Give back the data below exactly as it was given.
*** RECORD EXCERPTS Section Begins ***
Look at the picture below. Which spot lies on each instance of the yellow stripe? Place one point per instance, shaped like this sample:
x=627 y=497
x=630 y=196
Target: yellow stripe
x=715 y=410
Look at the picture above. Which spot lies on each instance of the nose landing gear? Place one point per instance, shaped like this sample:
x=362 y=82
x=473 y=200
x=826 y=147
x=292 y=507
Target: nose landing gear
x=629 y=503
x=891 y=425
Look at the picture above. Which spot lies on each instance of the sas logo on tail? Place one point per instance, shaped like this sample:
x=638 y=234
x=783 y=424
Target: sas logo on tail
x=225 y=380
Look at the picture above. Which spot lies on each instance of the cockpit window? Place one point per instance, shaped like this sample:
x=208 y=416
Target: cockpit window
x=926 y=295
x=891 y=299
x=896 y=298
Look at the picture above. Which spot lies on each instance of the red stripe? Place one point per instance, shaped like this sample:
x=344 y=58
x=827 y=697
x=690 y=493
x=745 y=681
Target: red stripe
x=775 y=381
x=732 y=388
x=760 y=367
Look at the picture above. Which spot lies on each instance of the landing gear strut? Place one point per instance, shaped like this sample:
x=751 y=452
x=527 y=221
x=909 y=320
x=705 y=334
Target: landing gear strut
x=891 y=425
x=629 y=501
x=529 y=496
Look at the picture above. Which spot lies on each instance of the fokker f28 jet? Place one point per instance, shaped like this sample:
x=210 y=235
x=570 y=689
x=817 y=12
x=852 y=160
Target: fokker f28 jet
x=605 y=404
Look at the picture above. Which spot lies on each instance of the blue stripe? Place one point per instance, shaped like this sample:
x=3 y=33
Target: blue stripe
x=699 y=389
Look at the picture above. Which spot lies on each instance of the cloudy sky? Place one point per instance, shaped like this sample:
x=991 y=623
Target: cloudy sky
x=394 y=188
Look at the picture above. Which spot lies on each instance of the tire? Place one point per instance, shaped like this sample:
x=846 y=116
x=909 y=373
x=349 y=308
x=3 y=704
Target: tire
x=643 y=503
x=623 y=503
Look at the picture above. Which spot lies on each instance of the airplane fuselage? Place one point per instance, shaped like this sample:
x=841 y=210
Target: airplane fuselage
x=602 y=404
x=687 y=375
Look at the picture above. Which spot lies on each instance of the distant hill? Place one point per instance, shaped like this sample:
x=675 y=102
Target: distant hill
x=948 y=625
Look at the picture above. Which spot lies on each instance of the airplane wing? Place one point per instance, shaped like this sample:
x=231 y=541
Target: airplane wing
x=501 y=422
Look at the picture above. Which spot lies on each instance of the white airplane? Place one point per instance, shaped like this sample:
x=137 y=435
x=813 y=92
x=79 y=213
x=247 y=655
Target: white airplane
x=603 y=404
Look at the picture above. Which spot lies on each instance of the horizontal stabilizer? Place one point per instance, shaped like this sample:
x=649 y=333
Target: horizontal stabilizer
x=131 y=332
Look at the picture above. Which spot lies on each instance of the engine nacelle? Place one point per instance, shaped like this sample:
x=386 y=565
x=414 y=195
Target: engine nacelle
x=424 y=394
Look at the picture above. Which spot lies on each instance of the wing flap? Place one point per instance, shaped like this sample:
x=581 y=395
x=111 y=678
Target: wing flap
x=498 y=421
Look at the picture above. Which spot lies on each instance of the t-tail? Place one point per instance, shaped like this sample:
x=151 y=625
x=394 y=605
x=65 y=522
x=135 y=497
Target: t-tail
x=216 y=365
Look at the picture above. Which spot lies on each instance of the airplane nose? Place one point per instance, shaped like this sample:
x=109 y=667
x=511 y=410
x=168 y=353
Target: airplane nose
*** RECORD EXCERPTS Section Ends ***
RESULT OF THE EXERCISE >>
Look at the picture below. Which spot lies on each instance of the yellow stripe? Place one point per instance, shaped like this sample:
x=627 y=497
x=630 y=196
Target: yellow stripe
x=715 y=410
Look at the picture above. Which spot lies on each instance of the nose landing gear? Place one point per instance, shaped like this sample:
x=362 y=82
x=473 y=200
x=826 y=147
x=292 y=507
Target: nose landing gear
x=629 y=503
x=891 y=425
Look at the picture above. Which spot lies on each instance of the sas logo on tail? Place one point per instance, shaped like this sample:
x=638 y=234
x=783 y=424
Target: sas logo on tail
x=225 y=380
Look at the picture above. Which spot lies on each instance of the cockpit window? Place one point per instance, shaped like this sample:
x=208 y=416
Target: cockpit window
x=926 y=295
x=891 y=299
x=896 y=298
Look at the picture above. Which spot lies on each instance of the red stripe? Place one point per instance, shaped like this sample:
x=344 y=58
x=827 y=697
x=690 y=493
x=745 y=681
Target: red stripe
x=775 y=381
x=732 y=388
x=760 y=367
Look at the picture above. Which spot lies on each instance of the landing gear strut? Place one point per instance, shaped like this sample:
x=751 y=452
x=527 y=221
x=909 y=320
x=705 y=334
Target: landing gear strut
x=891 y=425
x=629 y=501
x=529 y=496
Look at the picture above. Which spot lies on each instance of the fokker f28 jet? Place one point per instance, shaped like this sample:
x=210 y=235
x=570 y=689
x=817 y=12
x=852 y=160
Target: fokker f28 jet
x=605 y=404
Look at the picture above. Which spot lies on each instance of the blue stripe? Place one point per instance, shaped like this sample:
x=3 y=33
Target: blue stripe
x=699 y=389
Look at the picture above. Which spot lies on each instance of the cloudy sky? Place one point per instance, shaped like this sample:
x=991 y=623
Target: cloudy sky
x=394 y=188
Look at the picture above. Which spot lies on each instance of the tire? Place one point per instance, shaped like this sample:
x=846 y=116
x=909 y=373
x=349 y=308
x=3 y=704
Target: tire
x=643 y=503
x=623 y=503
Look at the picture above. Which spot lies on each instance of the airplane fuselage? Place one point per instance, shaped like this sample:
x=841 y=210
Target: airplane fuselage
x=602 y=404
x=687 y=375
Look at the picture above. Which spot lies on each instance of the distant hill? Place one point per instance, shaped like this sample:
x=675 y=102
Target: distant hill
x=948 y=625
Look at the picture above. Which spot lies on each instance of the airplane wing? Place one point per instance, shaped like this sample:
x=231 y=541
Target: airplane wing
x=501 y=422
Look at the picture above. Which spot lies on each instance of the white airplane? Place one point per instance, shaped like this sample:
x=137 y=435
x=813 y=92
x=79 y=213
x=247 y=655
Target: white airplane
x=603 y=404
Look at the picture above. Which spot lies on each instance of the horizontal stabilizer? Place one point per instance, shaped like this sample:
x=649 y=333
Target: horizontal stabilizer
x=131 y=332
Look at the picture above. Which spot lies on each instance of the engine nacelle? Place one point per instance, shaped like this sample:
x=386 y=565
x=414 y=195
Target: engine nacelle
x=424 y=394
Look at the picture above. Which spot lies on each instance of the wing flap? Place one point per instance, shaped like this sample:
x=581 y=395
x=111 y=678
Target: wing flap
x=498 y=421
Look at the picture above. Which spot lies on each instance of the t-tail? Place one point per instance, shaped like this sample:
x=151 y=625
x=394 y=605
x=65 y=522
x=135 y=497
Target: t-tail
x=216 y=365
Look at the picture above. Which spot lies on each instance of the airplane nose? Place one point per instance, shaped like this sample:
x=109 y=667
x=511 y=410
x=168 y=353
Target: airplane nose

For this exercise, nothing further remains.